### PROMPT:
In the records below, render each line from the line with "Return the mask of every instance of the <item>eyelid</item>" to the line with "POLYGON ((52 87, 52" as a string in a JSON list, leaving out blank lines. Include nothing outside that span.

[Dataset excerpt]
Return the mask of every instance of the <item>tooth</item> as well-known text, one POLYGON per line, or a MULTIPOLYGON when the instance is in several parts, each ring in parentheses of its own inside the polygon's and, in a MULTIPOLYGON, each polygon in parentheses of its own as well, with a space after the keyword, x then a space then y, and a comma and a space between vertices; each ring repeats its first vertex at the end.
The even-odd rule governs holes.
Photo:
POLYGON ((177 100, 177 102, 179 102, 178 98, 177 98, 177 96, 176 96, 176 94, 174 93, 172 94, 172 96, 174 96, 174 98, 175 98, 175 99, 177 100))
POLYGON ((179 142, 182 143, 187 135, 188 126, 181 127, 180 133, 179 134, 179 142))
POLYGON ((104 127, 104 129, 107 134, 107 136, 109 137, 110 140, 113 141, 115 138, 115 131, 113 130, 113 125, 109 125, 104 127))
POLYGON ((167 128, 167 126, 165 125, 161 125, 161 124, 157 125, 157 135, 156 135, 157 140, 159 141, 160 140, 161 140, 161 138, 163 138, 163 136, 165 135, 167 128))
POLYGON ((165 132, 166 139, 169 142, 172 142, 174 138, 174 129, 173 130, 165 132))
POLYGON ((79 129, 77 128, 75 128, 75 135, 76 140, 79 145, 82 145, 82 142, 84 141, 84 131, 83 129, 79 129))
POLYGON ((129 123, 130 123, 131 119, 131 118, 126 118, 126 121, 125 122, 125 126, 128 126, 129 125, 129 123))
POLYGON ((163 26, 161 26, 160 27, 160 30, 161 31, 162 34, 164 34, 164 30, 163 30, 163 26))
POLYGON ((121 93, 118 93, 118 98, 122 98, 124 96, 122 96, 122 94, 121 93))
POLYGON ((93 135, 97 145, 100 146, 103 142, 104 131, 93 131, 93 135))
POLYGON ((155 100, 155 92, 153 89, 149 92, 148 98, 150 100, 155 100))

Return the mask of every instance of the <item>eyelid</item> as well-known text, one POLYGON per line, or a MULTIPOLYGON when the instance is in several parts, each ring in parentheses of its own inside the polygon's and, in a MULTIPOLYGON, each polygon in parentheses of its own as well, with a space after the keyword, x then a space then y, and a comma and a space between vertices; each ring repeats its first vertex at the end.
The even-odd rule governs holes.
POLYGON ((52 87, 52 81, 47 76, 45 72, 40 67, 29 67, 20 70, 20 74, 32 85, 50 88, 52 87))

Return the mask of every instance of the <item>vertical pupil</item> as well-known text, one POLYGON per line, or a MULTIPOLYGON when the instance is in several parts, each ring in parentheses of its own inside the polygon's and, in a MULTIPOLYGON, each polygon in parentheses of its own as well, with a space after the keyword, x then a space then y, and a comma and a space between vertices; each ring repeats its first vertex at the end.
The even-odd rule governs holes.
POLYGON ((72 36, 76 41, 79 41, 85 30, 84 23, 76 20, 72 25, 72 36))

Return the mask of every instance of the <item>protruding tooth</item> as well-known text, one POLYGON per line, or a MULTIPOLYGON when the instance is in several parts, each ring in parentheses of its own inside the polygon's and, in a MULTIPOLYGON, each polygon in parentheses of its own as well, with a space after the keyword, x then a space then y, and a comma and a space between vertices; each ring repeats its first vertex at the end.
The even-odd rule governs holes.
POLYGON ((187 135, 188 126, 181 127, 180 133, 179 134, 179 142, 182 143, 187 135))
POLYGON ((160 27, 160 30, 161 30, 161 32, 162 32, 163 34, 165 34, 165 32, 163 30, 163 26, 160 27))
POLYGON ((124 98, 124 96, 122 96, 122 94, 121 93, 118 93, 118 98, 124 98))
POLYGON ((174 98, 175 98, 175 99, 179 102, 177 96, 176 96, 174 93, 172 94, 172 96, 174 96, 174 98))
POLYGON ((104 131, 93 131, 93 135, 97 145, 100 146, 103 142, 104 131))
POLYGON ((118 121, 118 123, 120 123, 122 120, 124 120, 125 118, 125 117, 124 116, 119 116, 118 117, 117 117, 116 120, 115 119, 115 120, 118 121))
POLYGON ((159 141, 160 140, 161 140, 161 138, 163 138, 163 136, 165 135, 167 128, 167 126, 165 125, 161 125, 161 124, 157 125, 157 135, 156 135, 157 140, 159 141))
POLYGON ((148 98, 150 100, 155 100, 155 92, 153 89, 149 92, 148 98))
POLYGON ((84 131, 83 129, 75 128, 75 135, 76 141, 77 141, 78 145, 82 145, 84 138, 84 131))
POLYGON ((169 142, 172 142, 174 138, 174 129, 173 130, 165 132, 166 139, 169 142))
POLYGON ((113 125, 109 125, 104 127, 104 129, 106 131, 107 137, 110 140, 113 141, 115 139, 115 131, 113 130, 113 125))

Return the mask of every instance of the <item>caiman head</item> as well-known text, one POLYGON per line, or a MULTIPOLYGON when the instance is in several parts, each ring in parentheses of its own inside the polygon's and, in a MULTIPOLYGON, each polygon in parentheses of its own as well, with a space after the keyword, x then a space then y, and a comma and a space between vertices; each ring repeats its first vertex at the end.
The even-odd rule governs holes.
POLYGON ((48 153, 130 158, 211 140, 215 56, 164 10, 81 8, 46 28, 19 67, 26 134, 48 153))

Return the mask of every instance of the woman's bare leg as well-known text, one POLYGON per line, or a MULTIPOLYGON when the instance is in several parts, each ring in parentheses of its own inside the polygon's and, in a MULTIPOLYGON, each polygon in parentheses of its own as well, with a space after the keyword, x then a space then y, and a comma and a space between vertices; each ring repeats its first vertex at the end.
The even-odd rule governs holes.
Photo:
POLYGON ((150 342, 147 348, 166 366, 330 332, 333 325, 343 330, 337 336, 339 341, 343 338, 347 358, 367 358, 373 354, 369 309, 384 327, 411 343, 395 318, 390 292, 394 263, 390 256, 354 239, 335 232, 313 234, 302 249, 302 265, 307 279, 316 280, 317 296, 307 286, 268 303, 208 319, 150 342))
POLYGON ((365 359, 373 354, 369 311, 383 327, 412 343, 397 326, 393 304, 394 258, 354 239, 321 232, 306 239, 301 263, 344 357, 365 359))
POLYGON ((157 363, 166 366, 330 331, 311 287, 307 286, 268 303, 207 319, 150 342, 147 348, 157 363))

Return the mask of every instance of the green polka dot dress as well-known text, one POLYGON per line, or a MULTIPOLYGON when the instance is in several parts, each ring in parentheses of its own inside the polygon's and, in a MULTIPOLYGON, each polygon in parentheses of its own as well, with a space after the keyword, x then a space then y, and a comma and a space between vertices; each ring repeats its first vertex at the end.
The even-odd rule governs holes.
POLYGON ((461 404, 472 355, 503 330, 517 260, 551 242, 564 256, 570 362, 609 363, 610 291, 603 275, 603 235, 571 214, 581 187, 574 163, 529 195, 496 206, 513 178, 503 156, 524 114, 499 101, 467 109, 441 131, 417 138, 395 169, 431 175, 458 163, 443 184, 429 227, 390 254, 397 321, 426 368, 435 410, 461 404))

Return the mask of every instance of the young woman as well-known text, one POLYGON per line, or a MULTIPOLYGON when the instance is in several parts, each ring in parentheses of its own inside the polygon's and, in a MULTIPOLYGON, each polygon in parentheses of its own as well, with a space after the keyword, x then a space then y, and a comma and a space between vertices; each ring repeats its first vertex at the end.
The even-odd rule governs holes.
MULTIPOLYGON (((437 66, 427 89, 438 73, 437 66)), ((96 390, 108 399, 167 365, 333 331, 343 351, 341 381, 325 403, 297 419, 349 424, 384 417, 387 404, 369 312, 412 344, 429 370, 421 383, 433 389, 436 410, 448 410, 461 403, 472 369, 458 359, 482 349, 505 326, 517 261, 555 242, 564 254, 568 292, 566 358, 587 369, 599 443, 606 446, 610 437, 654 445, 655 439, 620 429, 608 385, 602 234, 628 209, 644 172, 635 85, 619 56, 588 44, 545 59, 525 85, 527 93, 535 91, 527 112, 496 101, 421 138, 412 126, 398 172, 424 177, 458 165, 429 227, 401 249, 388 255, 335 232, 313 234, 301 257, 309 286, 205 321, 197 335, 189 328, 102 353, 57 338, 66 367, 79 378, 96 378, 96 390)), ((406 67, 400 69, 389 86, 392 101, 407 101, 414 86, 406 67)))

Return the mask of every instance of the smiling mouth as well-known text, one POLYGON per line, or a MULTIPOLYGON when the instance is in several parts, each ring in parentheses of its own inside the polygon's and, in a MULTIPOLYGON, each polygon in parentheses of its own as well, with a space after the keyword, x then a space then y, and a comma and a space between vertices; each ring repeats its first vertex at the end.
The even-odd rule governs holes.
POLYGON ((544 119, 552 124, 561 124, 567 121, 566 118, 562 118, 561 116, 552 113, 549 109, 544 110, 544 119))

### TASK RESULT:
[
  "Return the mask of every instance of the <item>eyelid</item> as well-known text, one POLYGON per line, or a MULTIPOLYGON when the instance is in several parts, each ring in parentheses of its own inside the polygon's and, in a MULTIPOLYGON, each polygon in parentheses of its own as well, with a space after the keyword, x then a space then y, and a comma and a space between vertices; each ring repeats its first vertex at the end.",
  "The even-odd rule governs holes.",
  "POLYGON ((52 87, 52 81, 47 76, 45 72, 40 67, 29 67, 20 70, 20 74, 32 85, 50 88, 52 87))"
]